■ TEXTE À LIRE ■
►
La deuxième partie suit directement la première. Après un compte-rendu partiel, où Lowdham agit de façon étrange face à la Camera d'Oxford3), on voit les membres du Club débattre de questions linguistiques : la création de nouveaux mots, le mauvais usage des anciens mots, et la façon dont évoluent les langues. La discussion s'oriente ensuite sur la nature exacte des liens entre histoire et mythe, jusqu'à ce que Lowdham s'écrie subitement, sans raison apparente : « Voyez les Aigles des Seigneurs de l'Ouest qui viennent sur Nūmenor ! » Intrigué, Ramer indique que Nūmenōr est également le nom de l'Atlantide dans ses rêves, et Jeremy ajoute qu'il lui semble également avoir déjà entendu ce nom. Lors de la rencontre suivante, Lowdham explique l'origine de ses étranges prénoms, Alwin Arundel, qui sont en réalité des modernisations d'Ælfwine Éarendel. Il raconte l'histoire de son père, un homme étrange et sombre, disparu en mer en 1947 à bord de son navire, l'Éarendel. Lowdham découvrit par la suite un fragment de son journal, mais ne put déchiffrer l'alphabet dans lequel il était écrit. Il explique qu'après le départ de son père, il commença à faire des rêves étranges, dans lesquels il entendait des mots inconnus, qu'il notait du mieux qu'il pouvait à son réveil. Lorsqu'il commença à étudier l'anglo-saxon, il découvrit qu'une partie de son « vocabulaire onirique » appartenait à cette langue, mais que d'autres termes restaient obscurs. Il les rassembla en deux groupes, appelant le premier avallonien et l'associant au nom Nūmenor, et le second adunaic. Il revient ensuite sur l'anglo-saxon, indiquant que de nombreux mots composés qui lui étaient venus en rêve ne semblaient attestés nulle part ailleurs, de même que les rares phrases et passages entiers à lui être parvenus de cette façon, qui évoquent une voie droite menant vers l'Ouest et le désir de découvrir le pays des Elfes et des Dieux.

Voyez les Aigles des Seigneurs de l'Ouest qui viennent sur Nūmenor ! (© Ted Nasmith)
◄
■ CONSIGNE 1 ■
Résumez le passage sur Lowdham en deux phrases.
■ CONSIGNE 2 ■
Énumérez les questions linguistiques dont débattent les membres du Club selon le passage sur Lowdham.
■ CONSIGNE 3 ■
Rédigez la suite du passage sur Lowdham, en reprenant là où il s'arrête.

■ Entrées d'étiquetage de la position des objets ■
►
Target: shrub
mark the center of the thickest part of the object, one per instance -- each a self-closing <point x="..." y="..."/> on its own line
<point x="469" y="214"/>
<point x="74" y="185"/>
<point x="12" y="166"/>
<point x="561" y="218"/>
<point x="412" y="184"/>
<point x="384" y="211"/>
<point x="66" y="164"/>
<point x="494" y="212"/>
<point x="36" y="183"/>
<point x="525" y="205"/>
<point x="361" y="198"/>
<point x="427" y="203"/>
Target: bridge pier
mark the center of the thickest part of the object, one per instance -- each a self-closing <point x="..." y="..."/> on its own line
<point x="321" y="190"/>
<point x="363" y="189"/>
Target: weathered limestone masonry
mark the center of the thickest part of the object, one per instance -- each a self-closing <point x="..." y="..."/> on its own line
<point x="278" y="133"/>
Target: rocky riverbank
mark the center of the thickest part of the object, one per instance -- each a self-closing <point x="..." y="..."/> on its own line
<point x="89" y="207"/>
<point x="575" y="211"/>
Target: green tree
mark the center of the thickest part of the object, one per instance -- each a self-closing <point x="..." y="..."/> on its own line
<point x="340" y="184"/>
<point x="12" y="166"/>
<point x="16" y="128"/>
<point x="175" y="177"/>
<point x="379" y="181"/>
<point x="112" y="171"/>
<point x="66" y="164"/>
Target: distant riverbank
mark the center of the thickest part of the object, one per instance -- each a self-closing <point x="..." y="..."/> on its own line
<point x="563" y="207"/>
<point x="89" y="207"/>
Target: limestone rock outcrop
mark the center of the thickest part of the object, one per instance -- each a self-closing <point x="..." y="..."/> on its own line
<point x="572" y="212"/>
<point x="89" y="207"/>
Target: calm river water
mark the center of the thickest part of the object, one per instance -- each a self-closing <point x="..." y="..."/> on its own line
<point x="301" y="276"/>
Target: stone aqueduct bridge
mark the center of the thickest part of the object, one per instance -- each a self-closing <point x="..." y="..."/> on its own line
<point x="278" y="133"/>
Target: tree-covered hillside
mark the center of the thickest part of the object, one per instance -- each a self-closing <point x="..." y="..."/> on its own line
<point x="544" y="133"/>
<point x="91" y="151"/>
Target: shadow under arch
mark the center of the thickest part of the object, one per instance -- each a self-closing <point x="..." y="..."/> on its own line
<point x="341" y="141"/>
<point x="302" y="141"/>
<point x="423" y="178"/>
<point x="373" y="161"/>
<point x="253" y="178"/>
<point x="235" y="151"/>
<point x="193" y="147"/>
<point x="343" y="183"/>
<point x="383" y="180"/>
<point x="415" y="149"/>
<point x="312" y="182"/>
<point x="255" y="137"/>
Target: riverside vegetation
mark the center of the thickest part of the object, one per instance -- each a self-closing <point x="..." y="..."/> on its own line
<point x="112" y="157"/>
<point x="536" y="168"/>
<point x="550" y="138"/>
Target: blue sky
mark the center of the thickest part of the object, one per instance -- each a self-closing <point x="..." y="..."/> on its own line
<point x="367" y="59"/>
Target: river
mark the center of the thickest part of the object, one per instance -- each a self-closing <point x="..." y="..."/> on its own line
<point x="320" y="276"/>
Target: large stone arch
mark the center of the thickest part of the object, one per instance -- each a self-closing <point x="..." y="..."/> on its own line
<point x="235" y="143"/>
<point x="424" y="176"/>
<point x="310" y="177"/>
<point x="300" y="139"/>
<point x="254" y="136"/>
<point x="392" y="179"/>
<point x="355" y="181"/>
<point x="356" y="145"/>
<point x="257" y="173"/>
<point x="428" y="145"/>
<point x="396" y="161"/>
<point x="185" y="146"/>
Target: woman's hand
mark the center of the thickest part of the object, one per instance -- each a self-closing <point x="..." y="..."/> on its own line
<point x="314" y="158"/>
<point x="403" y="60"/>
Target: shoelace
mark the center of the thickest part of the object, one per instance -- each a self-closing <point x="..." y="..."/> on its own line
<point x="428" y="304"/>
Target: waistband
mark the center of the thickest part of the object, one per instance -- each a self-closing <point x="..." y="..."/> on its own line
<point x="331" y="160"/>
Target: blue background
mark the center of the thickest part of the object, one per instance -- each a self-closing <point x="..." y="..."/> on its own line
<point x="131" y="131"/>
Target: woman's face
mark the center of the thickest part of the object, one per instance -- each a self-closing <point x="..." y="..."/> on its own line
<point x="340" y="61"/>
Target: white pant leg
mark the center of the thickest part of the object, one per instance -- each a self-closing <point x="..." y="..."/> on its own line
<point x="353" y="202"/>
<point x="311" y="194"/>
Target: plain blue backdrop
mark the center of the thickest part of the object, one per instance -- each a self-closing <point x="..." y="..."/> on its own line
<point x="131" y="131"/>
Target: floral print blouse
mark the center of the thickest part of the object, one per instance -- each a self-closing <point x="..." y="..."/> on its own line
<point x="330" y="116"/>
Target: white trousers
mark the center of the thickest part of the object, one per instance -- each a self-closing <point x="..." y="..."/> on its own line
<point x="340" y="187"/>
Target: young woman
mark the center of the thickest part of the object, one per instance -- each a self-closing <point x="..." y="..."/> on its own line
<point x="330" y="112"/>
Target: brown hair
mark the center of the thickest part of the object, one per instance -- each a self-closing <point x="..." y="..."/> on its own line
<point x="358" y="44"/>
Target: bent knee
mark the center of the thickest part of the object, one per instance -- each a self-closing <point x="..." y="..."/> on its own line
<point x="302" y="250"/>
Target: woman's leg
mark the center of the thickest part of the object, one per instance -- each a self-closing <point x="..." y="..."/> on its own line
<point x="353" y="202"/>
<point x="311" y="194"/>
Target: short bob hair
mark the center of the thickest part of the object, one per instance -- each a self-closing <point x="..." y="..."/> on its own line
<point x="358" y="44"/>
◄
■ CORRIGÉ 1 ■
Dans la deuxième partie, les membres du Club débattent de questions linguistiques, puis des liens entre histoire et mythe, jusqu'à ce que Lowdham évoque subitement les Aigles des Seigneurs de l'Ouest venant sur Nūmenor, nom que Ramer associe à l'Atlantide de ses rêves. Lors de la rencontre suivante, Lowdham explique l'origine de ses prénoms, raconte la disparition en mer de son père en 1947, puis décrit les rêves où lui parvenaient des mots inconnus, dont certains relevaient de l'anglo-saxon et d'autres, restés obscurs, qu'il répartit en deux groupes : l'avallonien et l'adunaic.

■ CORRIGÉ 2 ■
- la création de nouveaux mots
- le mauvais usage des anciens mots
- la façon dont évoluent les langues

■ CORRIGÉ 3 ■
Le Club se réunit à nouveau le 12 juin 1987, et Lowdham explique avoir entendu quelque chose de bien plus long que d'ordinaire dans ses deux langues oniriques : une lamentation sur la chute de Nūmenor, qu'il analyse brièvement. Alors qu'il affirme que la clé du texte se trouve sans doute dans les noms Zigūr et Sauron, Jeremy commence à agir étrangement à son tour : il appelle Lowdham Nimruzīr4), qui répond en lui donnant de l'Abrazān5), et tous deux semblent revivre, sous le regard médusé des autres membres du Notion Club, la destruction de Nūmenor. Finalement, tandis qu'une tempête d'une violence extrême éclate au-dehors, tous deux quittent brutalement l'appartement de Ramer, où se tenait la réunion. Deux semaines plus tard, lors d'une petite réunion du Club dont les membres se remettent tout juste des suites de la tempête, Guildford leur lit une lettre élusive de Lowdham et Jeremy dans laquelle ces derniers affirment être en bonne santé. Ramer, quant à lui, explique avoir récupéré le fragment du journal du père de Lowdham, que celui-ci avait apporté et perdu lors de la soirée du 12 juin, et en fournit une transcription et traduction, réalisée avec l'aide du professeur Rashbold6), qui a identifié la langue employée comme étant du vieil anglais avec un fort accent mercien. Le texte se révèle être une nouvelle relation de la chute de Nūmenor.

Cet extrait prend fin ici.